**Problem requirements:** Please return every line in the entries below with the word "palm" in it.

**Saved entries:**
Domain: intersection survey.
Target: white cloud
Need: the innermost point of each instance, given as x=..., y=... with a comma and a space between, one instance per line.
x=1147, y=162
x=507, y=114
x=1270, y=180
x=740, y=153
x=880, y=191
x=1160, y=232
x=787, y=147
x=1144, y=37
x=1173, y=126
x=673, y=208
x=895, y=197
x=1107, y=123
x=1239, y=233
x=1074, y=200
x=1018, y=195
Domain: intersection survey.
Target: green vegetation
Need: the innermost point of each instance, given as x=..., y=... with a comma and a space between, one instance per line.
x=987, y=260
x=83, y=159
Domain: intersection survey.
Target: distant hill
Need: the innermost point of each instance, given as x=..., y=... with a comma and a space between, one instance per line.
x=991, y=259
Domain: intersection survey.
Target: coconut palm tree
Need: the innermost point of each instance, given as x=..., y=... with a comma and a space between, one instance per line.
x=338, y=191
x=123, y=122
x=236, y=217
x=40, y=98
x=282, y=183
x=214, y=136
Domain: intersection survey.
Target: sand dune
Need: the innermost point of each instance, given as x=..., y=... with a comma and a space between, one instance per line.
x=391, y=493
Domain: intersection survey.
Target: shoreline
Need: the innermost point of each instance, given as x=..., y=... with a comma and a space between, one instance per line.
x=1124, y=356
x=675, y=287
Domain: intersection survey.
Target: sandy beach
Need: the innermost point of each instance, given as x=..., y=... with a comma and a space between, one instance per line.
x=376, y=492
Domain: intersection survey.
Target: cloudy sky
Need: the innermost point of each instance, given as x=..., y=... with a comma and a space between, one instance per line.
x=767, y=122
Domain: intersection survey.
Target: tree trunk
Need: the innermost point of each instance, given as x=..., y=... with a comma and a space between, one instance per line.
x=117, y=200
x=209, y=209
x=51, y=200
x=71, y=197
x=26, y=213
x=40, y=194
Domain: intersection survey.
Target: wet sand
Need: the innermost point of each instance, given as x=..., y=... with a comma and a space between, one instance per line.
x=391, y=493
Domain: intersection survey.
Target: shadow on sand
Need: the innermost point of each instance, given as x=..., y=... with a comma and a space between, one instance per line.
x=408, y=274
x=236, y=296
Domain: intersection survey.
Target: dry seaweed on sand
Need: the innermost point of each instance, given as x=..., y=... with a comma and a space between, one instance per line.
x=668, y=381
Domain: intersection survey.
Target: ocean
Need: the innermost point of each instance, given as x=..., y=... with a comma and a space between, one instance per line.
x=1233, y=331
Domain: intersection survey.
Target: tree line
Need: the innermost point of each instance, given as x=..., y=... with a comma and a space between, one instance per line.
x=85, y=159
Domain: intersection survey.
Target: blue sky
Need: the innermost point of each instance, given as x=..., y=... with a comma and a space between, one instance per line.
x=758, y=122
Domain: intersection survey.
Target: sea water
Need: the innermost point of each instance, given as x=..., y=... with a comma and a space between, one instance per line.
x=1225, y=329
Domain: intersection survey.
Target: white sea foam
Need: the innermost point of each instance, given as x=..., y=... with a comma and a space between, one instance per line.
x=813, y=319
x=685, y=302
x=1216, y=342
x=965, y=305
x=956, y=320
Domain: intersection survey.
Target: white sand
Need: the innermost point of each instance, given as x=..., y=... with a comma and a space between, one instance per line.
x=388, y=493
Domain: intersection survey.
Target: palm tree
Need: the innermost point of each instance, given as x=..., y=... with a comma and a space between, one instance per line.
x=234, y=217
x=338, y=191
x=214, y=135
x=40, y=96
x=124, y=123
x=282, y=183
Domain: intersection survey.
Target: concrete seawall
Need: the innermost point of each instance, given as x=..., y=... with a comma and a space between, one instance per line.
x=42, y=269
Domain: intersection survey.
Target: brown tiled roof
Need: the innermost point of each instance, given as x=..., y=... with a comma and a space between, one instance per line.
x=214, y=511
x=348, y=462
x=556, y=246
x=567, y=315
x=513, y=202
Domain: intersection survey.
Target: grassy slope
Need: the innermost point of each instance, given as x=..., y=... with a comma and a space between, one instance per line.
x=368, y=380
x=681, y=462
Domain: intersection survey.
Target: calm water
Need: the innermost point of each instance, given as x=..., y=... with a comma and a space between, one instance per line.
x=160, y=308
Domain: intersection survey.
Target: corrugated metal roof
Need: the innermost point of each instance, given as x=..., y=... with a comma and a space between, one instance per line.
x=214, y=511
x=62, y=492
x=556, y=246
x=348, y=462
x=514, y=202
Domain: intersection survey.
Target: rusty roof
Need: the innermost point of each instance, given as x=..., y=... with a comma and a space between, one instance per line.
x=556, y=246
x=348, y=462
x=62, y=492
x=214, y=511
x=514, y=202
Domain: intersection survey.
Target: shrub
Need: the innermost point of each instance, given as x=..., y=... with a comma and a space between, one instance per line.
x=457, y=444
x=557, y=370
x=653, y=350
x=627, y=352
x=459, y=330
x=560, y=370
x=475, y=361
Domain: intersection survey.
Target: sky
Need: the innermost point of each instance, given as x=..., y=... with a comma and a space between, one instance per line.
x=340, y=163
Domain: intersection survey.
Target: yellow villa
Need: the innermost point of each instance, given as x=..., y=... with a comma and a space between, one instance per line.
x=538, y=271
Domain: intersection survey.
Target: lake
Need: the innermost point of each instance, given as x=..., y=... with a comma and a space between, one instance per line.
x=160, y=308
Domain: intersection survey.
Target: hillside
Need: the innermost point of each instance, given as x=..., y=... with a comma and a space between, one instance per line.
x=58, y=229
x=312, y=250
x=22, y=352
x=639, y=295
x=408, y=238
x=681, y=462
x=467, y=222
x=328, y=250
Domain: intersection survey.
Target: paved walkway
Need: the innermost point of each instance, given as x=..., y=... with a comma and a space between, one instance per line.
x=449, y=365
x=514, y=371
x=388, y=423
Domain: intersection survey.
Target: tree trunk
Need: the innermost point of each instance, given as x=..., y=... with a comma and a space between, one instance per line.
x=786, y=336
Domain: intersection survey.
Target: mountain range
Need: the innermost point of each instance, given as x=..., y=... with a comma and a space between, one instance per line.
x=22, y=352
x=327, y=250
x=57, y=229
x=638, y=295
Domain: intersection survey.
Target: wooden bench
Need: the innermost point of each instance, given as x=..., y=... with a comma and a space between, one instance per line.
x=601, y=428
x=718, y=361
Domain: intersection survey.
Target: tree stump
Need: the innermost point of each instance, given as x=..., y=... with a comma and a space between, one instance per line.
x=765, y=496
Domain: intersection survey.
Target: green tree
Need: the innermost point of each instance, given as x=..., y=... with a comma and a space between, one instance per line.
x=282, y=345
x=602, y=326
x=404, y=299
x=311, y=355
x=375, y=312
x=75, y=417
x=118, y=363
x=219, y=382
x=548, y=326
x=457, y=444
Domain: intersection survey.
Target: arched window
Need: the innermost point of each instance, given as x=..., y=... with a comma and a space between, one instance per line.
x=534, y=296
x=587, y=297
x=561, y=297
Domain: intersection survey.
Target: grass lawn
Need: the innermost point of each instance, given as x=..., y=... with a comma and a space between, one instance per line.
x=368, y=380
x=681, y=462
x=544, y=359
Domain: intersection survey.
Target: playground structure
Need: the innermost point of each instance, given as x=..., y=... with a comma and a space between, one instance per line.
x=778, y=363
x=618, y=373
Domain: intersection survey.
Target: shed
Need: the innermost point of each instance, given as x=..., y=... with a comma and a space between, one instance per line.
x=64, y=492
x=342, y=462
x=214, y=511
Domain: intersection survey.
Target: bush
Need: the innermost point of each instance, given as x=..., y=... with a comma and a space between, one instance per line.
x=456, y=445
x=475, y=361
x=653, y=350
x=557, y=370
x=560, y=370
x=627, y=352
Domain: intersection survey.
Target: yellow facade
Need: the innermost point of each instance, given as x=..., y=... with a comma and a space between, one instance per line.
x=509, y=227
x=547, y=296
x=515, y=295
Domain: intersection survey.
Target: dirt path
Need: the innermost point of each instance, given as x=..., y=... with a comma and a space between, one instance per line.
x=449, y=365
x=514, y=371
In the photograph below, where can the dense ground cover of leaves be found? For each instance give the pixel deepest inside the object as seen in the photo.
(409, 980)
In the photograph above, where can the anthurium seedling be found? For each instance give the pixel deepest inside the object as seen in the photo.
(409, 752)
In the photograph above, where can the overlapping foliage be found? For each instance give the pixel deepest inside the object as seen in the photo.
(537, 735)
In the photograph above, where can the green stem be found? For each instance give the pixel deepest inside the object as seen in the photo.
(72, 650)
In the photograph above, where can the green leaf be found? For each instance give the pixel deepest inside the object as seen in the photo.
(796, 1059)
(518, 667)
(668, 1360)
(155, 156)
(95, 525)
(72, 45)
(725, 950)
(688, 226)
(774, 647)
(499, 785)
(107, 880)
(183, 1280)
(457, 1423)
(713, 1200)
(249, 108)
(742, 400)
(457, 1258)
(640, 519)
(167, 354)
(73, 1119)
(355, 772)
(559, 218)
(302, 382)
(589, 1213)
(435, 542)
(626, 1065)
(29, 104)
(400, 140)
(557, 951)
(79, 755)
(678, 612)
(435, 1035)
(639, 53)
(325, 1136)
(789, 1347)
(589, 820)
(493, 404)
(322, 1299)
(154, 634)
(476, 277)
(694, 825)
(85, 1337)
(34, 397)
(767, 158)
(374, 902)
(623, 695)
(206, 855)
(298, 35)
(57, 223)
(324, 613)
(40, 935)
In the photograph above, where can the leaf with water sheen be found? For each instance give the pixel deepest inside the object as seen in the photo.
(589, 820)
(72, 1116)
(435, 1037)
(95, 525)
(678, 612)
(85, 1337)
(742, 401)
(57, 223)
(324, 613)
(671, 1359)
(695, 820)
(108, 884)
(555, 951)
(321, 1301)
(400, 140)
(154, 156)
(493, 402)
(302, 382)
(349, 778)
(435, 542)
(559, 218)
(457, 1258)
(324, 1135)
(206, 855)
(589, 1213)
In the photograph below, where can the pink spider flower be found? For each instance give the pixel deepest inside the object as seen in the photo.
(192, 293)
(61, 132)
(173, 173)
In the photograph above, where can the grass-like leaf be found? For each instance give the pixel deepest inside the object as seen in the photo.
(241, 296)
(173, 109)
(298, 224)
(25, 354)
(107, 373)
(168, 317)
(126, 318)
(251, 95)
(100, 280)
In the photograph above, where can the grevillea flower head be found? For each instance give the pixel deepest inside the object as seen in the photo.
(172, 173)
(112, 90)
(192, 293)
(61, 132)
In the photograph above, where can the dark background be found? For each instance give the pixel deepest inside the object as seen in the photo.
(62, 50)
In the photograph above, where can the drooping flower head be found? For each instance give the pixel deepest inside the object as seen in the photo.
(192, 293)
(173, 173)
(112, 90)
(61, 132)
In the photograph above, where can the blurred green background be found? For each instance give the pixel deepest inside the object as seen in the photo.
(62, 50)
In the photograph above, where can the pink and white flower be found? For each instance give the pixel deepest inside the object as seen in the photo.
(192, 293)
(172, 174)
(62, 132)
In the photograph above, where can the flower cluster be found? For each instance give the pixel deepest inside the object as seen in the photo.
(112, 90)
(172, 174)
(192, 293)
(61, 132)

**Output of the task:**
Target: coconut palm tree
Target: palm tree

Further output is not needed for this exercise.